** START Provided records **

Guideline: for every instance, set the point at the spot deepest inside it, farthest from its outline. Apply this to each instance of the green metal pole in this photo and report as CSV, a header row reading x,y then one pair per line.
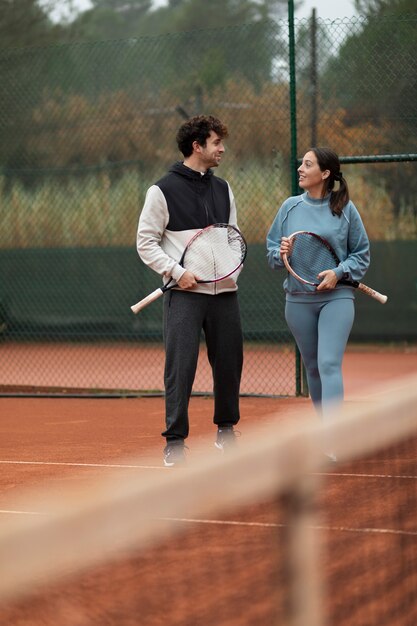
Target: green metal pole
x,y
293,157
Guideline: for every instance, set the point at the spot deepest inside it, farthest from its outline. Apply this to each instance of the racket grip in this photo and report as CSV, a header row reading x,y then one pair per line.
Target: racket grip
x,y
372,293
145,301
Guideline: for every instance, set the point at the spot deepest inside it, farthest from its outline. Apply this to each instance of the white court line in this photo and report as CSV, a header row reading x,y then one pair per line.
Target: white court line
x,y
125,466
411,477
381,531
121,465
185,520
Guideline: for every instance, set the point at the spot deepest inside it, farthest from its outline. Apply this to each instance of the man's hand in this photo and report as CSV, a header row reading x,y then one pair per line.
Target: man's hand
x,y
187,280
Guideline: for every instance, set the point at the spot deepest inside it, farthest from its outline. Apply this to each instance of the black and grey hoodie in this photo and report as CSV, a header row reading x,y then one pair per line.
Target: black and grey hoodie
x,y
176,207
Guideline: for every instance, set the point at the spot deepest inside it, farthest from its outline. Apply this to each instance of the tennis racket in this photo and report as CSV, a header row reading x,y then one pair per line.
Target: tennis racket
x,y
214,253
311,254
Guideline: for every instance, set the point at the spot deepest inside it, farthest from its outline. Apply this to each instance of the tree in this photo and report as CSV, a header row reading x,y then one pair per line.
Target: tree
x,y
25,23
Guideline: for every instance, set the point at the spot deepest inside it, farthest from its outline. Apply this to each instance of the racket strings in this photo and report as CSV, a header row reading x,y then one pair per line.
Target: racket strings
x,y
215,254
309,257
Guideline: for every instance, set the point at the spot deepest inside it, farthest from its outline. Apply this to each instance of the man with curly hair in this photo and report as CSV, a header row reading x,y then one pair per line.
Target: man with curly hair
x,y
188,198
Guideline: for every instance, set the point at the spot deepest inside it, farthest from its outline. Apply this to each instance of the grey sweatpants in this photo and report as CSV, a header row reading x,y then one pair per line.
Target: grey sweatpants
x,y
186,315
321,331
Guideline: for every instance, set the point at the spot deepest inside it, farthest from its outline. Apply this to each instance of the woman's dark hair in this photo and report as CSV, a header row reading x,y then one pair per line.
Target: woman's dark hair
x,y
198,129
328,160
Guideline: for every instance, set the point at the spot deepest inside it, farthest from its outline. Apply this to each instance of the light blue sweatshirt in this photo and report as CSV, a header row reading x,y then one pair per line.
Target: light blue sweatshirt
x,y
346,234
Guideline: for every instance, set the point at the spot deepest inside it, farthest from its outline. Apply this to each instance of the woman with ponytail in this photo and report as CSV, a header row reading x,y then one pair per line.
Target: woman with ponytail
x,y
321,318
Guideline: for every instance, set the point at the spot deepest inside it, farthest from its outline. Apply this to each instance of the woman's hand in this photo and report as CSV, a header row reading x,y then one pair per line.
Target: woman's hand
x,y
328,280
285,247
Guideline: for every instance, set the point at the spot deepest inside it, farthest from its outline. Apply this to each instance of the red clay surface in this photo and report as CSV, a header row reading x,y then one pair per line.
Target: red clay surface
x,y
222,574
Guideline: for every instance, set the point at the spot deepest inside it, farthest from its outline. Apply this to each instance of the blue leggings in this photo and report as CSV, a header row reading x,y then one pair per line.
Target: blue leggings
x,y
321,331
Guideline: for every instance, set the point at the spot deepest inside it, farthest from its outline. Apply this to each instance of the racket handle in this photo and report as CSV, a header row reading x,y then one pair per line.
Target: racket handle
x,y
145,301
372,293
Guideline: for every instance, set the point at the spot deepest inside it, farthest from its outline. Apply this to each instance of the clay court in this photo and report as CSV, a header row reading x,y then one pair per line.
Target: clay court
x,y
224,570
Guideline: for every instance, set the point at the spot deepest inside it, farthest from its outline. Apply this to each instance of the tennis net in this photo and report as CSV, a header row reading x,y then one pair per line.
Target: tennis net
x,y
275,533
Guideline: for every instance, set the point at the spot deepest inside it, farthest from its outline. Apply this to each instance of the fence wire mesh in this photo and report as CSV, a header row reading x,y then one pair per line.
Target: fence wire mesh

** END Provided records **

| Stated goal |
Give every line of all the items above as a JSON list of strings, one string per line, with blank lines skipped and the pictures left out.

| Exercise answer |
[
  "Guideline: for every instance, set the point at the spot deepest inside it, farthest from its outline. Apply this to each instance of the green metal pole in this photo and report as CSV, a header row reading x,y then one pair per line.",
  "Target: green metal pole",
  "x,y",
  "293,157",
  "Guideline: for every instance, set the point at the spot deepest inside it, farthest from its outline. Apply this to each instance of the racket grip in this photo and report as CSV, a header row reading x,y then one pair per line.",
  "Target: racket grip",
  "x,y",
  "372,293",
  "145,301",
  "Guideline: for every instance, set the point at the spot deepest inside it, farthest from its outline. Apply this to each instance of the white court line in this photo and report as CSV, a header row reading x,y then one pair per line.",
  "Target: white court line",
  "x,y",
  "125,466",
  "411,477",
  "381,531",
  "121,465",
  "185,520",
  "Guideline: for every instance, set the point at the spot deepest inside it, farthest from its outline. Apply this to each instance of the man's hand in this photo and report as CSV, a header row reading x,y then one pair per line.",
  "Target: man's hand",
  "x,y",
  "187,280",
  "Guideline: for every instance, set the point at the spot deepest inside it, farthest from its outline. Apply this to each instance of the black and grey hoodie in this photo and report as CSV, a header row reading x,y then one pair per line.",
  "Target: black and grey hoodie",
  "x,y",
  "176,207",
  "Guideline: for every instance, set the point at the spot deepest inside it, farthest from its outline. Apply this to each instance of the tennis racket in this photo and report as CSV, a header row reading x,y then one pair per line.",
  "Target: tennis racket",
  "x,y",
  "214,253",
  "311,254",
  "Guideline: for every instance, set the point at the spot deepest inside it, farthest from its outline. Apply this to each instance of the tree in this photo and report as CSV, a header row reading x,y then one pair per line.",
  "Target: tree",
  "x,y",
  "25,23",
  "Guideline: for every instance, set the point at the spot deepest inside it, farthest from its outline. Apply this to each instance of the racket strings in this photo and report as CSV, a header row reading x,y then one pair per line.",
  "Target: racket strings",
  "x,y",
  "215,254",
  "309,257",
  "Guideline: for every instance, set the point at the spot deepest inside it, farthest from its outline. Apply this to each instance of the man with curly hair in this photo and report as CSV, a header row reading x,y then one pair per line.",
  "Target: man with curly hair",
  "x,y",
  "188,198",
  "Guideline: for every instance, set the point at the spot deepest inside it, farthest from its outline. Apply this to each instance of the grey sweatpants in this photo and report as CSV, a header row reading x,y then one pair per line.",
  "Target: grey sweatpants",
  "x,y",
  "186,315",
  "321,331",
  "Guideline: for every instance, set the point at the spot deepest inside it, farthest from its outline. Apply this to each instance of the woman's dark hair in this photo and report as CSV, a header row reading x,y then one pair per line.",
  "Target: woman's dark hair",
  "x,y",
  "198,129",
  "328,160",
  "Guideline: for every instance, set the point at the spot deepest inside it, farthest from its outline. Apply this to each instance of the light blue sweatshirt in this photo and report as CSV, a header row reading x,y then one pair per line.",
  "Target: light blue sweatshirt",
  "x,y",
  "346,234",
  "Guideline: for every instance, set the point at the spot deepest inside it, farthest from its outline. Apply this to each instance of the woman with ponytail in this photo and report as CSV, a header row reading x,y then one pair per line.",
  "Target: woman with ponytail",
  "x,y",
  "321,318",
  "Guideline: for every instance, set the point at the spot deepest inside it, farthest from its outline. Apply this to each instance of the woman's hand in this photo and report as CSV, a header row reading x,y then one pair per line.",
  "Target: woman's hand",
  "x,y",
  "328,280",
  "285,247",
  "Guideline: for every instance, set the point at the spot deepest inside it, farthest from its outline. Apply this to each instance of the red clay surface in this photo and report as CSV, a header row reading x,y then one pair per line.",
  "Target: red clay surface",
  "x,y",
  "222,574",
  "Guideline: for every instance, set the point at the spot deepest inside it, farthest from its outline. Apply this to each instance of the blue leggings in this photo and report as CSV, a header row reading x,y then one pair per line.",
  "Target: blue leggings",
  "x,y",
  "321,331",
  "Guideline: for every instance, set the point at the spot deepest inside it, farthest from its outline. Apply this to each instance of the racket handle in this photo and report as CSV, a header row reading x,y then one pair per line.",
  "Target: racket handle",
  "x,y",
  "145,301",
  "372,293",
  "Guideline: for every instance, set the point at the spot deepest inside it, farthest from its outline. Apply this to each instance of the clay court in this photo and report as CSV, a header row reading x,y then one pair per line.",
  "Target: clay court",
  "x,y",
  "224,570",
  "Guideline: for every instance, set the point at the spot deepest inside it, farthest from its outline. Apply this to each instance of the tennis net in this photo and report as CSV, a header row reading x,y then one pair per line.",
  "Target: tennis net",
  "x,y",
  "275,533",
  "Guideline: for every instance, set the point at the spot deepest inside it, farthest from its outline. Apply this to each instance of the fence wire mesh in this photo and report as CSV, a header row reading x,y then one pair per line.",
  "Target: fence wire mesh"
]